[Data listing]
▬▬▬▬▬▬

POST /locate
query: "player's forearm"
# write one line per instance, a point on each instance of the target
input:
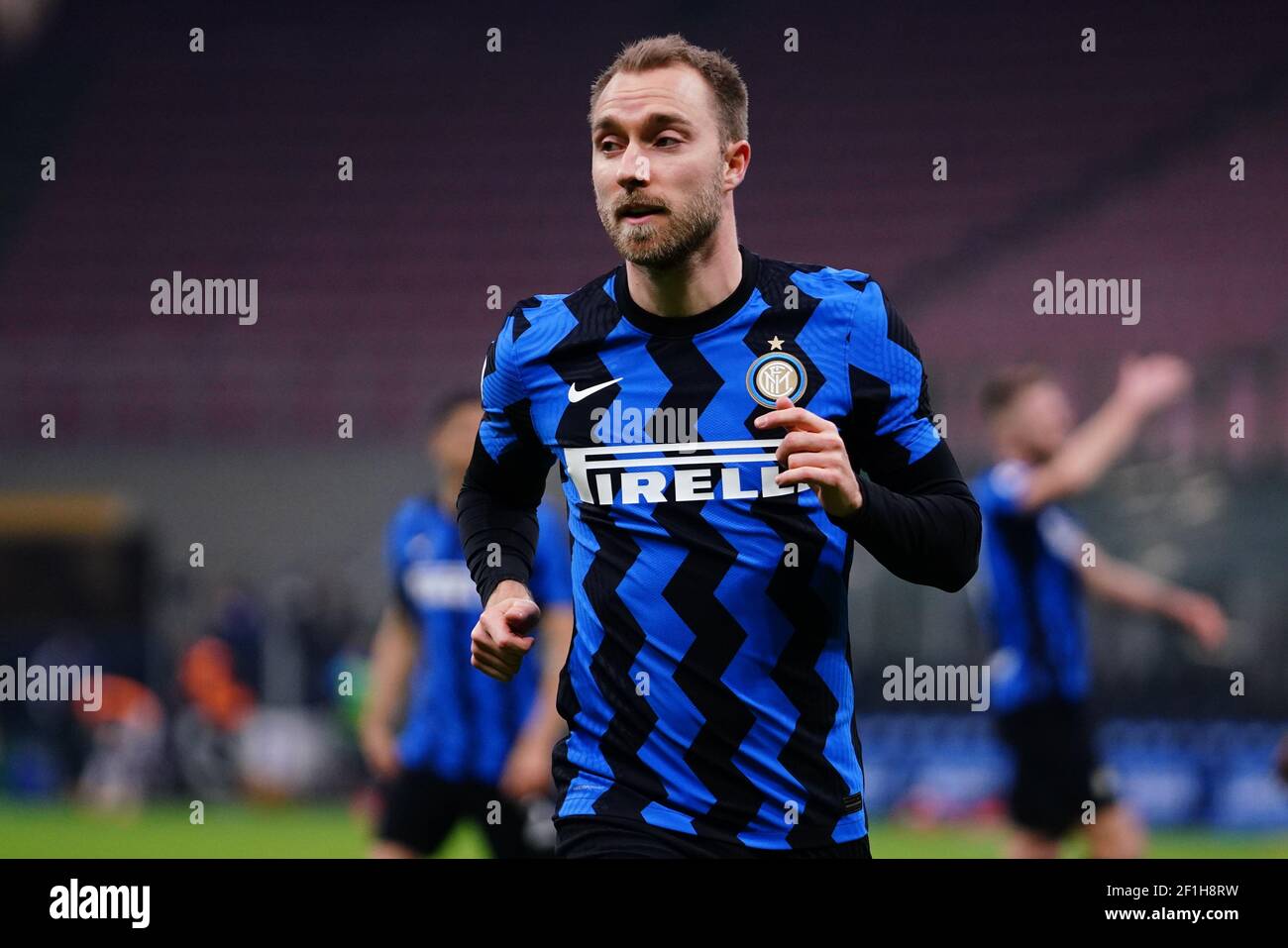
(1129, 587)
(1091, 449)
(496, 514)
(923, 526)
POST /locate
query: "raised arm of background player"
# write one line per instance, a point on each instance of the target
(1145, 385)
(910, 507)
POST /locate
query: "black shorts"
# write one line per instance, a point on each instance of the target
(420, 809)
(603, 837)
(1056, 769)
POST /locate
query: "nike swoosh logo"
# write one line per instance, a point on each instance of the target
(575, 395)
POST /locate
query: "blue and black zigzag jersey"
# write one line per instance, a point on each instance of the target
(1028, 592)
(708, 686)
(460, 724)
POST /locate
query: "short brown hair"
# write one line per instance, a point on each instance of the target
(1008, 384)
(720, 72)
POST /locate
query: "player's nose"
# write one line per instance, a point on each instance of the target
(634, 167)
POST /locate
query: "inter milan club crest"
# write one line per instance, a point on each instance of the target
(773, 375)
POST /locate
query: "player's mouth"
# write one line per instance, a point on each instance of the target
(640, 214)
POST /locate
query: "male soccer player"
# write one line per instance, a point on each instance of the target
(709, 410)
(469, 747)
(1033, 570)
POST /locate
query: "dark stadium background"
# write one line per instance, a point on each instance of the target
(471, 170)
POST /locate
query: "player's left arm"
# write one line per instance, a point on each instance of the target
(884, 474)
(1128, 586)
(527, 771)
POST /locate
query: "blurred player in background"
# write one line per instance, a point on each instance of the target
(1033, 571)
(467, 740)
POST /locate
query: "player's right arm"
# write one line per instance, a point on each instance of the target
(496, 511)
(393, 655)
(1145, 385)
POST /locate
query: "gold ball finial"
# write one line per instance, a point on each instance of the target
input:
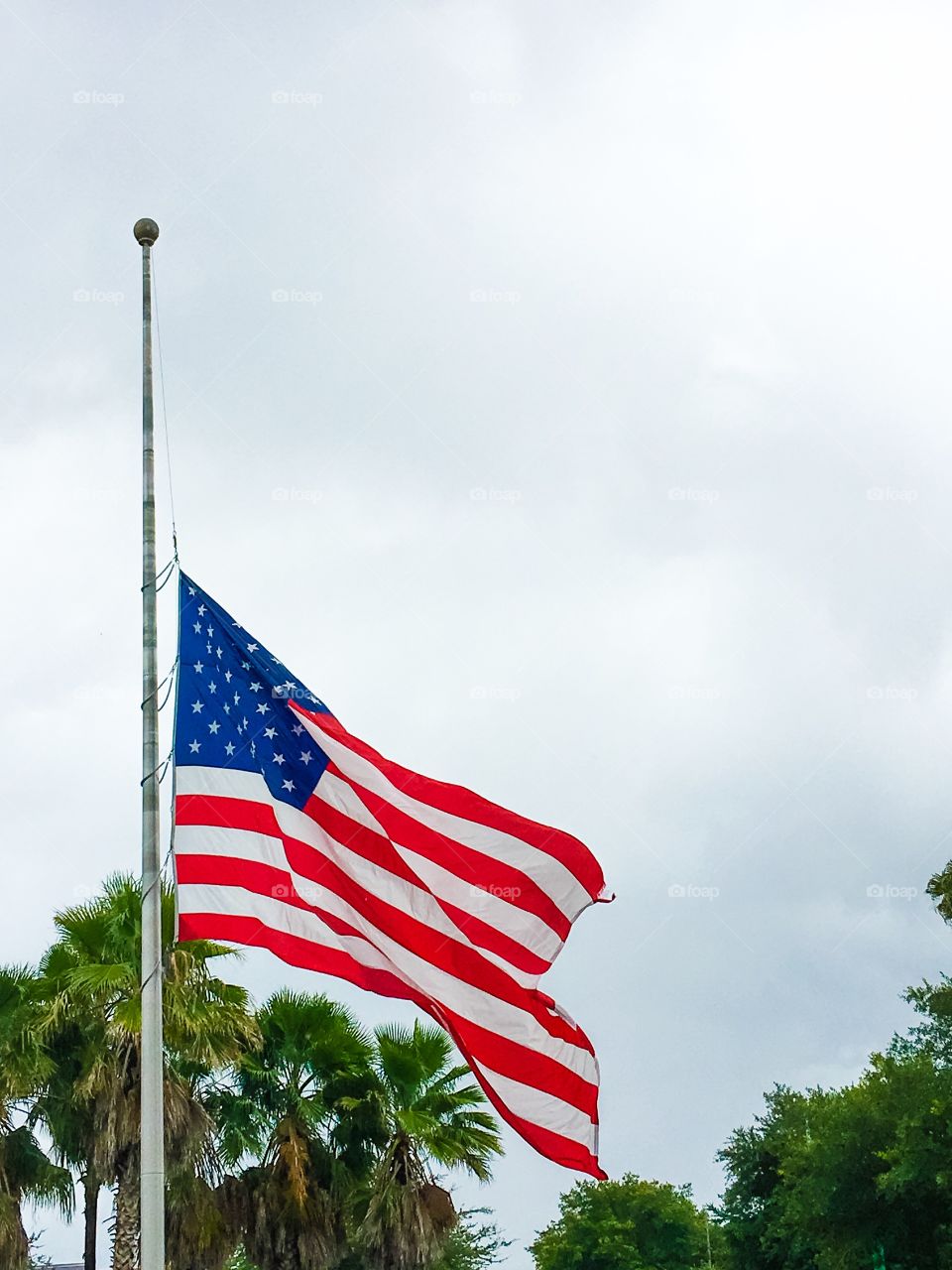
(146, 231)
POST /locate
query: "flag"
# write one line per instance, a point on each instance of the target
(295, 835)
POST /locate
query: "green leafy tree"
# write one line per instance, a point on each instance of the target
(626, 1224)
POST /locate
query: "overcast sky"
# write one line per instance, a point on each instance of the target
(561, 390)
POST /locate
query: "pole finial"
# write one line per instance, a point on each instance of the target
(146, 231)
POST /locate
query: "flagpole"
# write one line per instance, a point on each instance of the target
(151, 1142)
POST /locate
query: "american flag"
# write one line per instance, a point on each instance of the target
(295, 835)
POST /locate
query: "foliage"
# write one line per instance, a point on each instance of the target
(858, 1176)
(474, 1243)
(429, 1118)
(626, 1224)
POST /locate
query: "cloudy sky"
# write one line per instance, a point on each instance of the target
(561, 391)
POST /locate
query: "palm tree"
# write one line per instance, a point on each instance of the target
(431, 1119)
(304, 1107)
(68, 1118)
(91, 974)
(26, 1170)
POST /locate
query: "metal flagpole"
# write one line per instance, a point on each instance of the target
(151, 1143)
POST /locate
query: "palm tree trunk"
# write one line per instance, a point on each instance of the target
(90, 1215)
(126, 1225)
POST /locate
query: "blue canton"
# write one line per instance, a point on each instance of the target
(232, 702)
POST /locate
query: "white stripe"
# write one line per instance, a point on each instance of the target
(548, 874)
(225, 842)
(526, 929)
(379, 951)
(517, 924)
(538, 1106)
(526, 1101)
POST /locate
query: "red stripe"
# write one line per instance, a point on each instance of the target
(313, 956)
(444, 953)
(234, 813)
(521, 1064)
(470, 865)
(380, 851)
(463, 803)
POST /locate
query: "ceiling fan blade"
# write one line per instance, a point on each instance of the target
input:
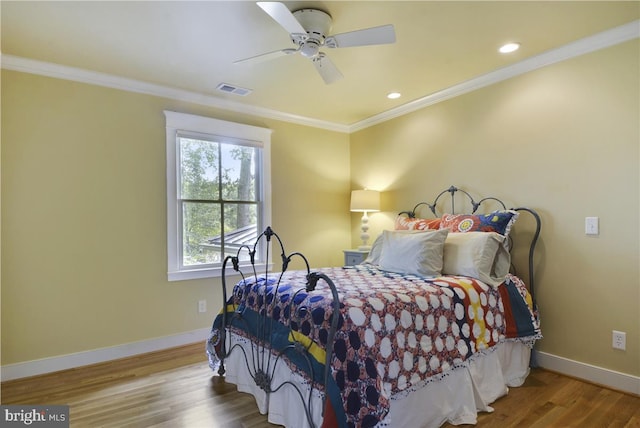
(369, 36)
(266, 56)
(326, 69)
(283, 16)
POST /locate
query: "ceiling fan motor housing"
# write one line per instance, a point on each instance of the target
(317, 25)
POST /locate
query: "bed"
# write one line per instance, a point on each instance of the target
(433, 327)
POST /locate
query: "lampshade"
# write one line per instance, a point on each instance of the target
(365, 200)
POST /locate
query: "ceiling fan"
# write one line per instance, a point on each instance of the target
(309, 30)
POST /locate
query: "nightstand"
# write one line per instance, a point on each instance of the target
(354, 257)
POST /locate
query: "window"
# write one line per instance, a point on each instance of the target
(218, 193)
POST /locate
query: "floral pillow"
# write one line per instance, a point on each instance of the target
(406, 223)
(497, 221)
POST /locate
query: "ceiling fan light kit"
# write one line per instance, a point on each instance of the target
(309, 29)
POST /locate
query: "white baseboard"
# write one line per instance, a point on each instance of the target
(598, 375)
(79, 359)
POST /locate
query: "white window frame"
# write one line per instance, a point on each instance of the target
(188, 123)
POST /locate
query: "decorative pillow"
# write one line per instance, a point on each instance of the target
(497, 221)
(414, 253)
(480, 255)
(406, 223)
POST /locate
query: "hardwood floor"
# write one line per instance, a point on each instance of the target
(175, 388)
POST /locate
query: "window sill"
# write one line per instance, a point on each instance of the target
(187, 274)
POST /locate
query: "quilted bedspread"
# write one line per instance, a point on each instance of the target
(396, 332)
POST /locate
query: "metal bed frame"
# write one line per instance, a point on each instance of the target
(263, 357)
(475, 205)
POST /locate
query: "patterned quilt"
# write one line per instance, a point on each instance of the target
(396, 332)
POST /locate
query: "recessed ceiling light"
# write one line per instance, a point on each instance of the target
(509, 47)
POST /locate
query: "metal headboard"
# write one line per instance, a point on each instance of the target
(475, 205)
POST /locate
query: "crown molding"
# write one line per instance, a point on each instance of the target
(583, 46)
(26, 65)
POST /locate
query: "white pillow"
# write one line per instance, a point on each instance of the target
(480, 255)
(411, 252)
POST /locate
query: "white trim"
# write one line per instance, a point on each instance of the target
(176, 122)
(598, 375)
(583, 46)
(58, 71)
(78, 359)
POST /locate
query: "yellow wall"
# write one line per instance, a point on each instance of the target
(84, 215)
(563, 140)
(83, 201)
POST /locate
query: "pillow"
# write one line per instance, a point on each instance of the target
(414, 253)
(497, 221)
(406, 223)
(480, 255)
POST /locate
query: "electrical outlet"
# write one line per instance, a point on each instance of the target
(619, 340)
(591, 226)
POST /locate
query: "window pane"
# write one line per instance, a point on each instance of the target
(238, 173)
(240, 228)
(199, 176)
(201, 233)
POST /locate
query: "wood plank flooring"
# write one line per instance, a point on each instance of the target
(175, 388)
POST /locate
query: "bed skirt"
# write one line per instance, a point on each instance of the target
(456, 397)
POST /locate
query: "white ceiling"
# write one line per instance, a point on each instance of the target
(191, 46)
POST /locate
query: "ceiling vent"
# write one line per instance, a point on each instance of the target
(230, 89)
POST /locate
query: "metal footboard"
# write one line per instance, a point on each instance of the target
(263, 356)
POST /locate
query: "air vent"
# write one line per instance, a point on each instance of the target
(230, 89)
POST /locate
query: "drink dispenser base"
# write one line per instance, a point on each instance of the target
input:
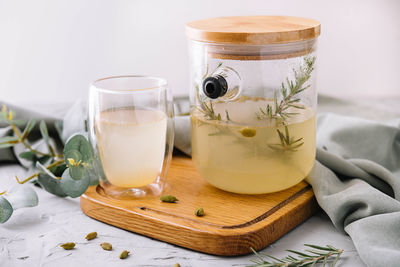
(253, 101)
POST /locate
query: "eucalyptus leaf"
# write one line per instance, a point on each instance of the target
(77, 172)
(28, 155)
(72, 154)
(44, 160)
(44, 170)
(8, 141)
(93, 176)
(51, 185)
(44, 131)
(22, 196)
(58, 170)
(80, 143)
(6, 210)
(28, 128)
(59, 128)
(73, 188)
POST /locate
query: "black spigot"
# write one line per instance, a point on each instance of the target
(215, 86)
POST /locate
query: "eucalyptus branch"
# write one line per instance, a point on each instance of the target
(312, 256)
(22, 137)
(56, 163)
(68, 174)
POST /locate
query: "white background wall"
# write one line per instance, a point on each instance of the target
(51, 50)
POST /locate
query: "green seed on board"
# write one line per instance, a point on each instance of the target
(124, 254)
(106, 246)
(248, 132)
(199, 212)
(91, 236)
(68, 246)
(168, 198)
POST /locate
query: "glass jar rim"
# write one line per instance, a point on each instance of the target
(154, 83)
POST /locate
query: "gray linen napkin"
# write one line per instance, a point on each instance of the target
(356, 178)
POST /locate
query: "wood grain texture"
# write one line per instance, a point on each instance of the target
(232, 223)
(254, 30)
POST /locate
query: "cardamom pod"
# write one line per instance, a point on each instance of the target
(68, 246)
(199, 212)
(124, 254)
(248, 132)
(106, 246)
(168, 198)
(91, 236)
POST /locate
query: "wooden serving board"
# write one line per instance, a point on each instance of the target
(232, 223)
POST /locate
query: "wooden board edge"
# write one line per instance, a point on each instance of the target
(227, 242)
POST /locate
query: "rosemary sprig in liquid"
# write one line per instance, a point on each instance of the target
(279, 110)
(287, 143)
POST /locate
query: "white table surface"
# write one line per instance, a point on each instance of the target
(32, 236)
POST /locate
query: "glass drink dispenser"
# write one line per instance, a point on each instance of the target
(253, 101)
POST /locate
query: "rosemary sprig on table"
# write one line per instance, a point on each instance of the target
(287, 143)
(312, 256)
(289, 92)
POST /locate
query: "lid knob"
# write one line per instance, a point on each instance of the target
(215, 86)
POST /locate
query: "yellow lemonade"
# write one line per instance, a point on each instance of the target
(246, 155)
(131, 144)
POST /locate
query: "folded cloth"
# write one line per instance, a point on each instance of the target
(356, 178)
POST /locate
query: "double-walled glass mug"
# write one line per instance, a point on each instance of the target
(131, 129)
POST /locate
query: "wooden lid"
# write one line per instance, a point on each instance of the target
(256, 30)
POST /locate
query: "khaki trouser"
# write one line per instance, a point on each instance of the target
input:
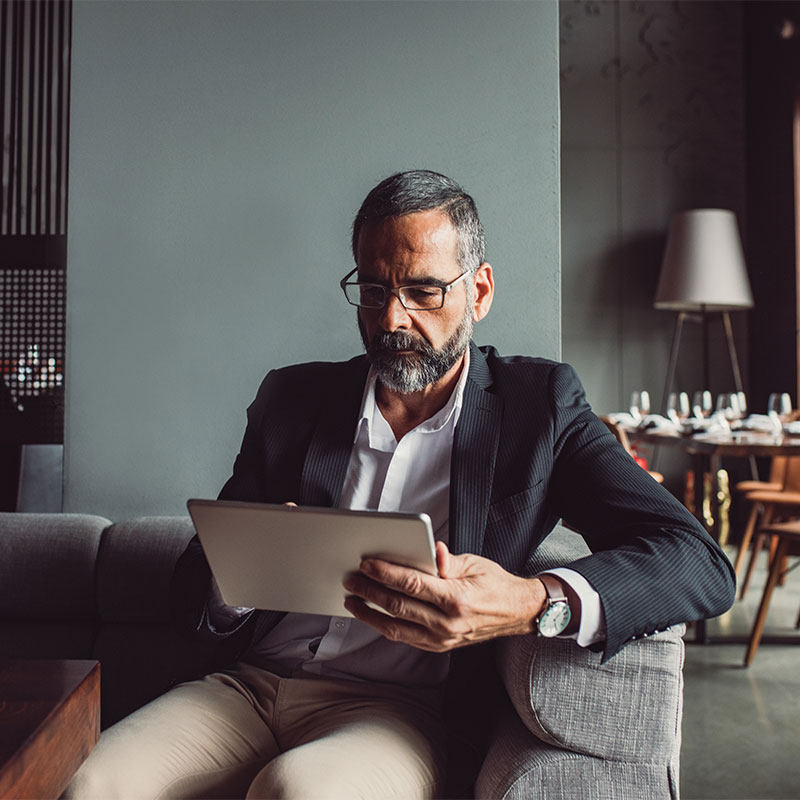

▬▬▬▬▬▬

> **Problem statement**: From the material above, pull out every line containing the string "rosemary", matching case exactly.

> **Task answer**:
query: "rosemary sprig in liquid"
query: "rosemary sprig on table"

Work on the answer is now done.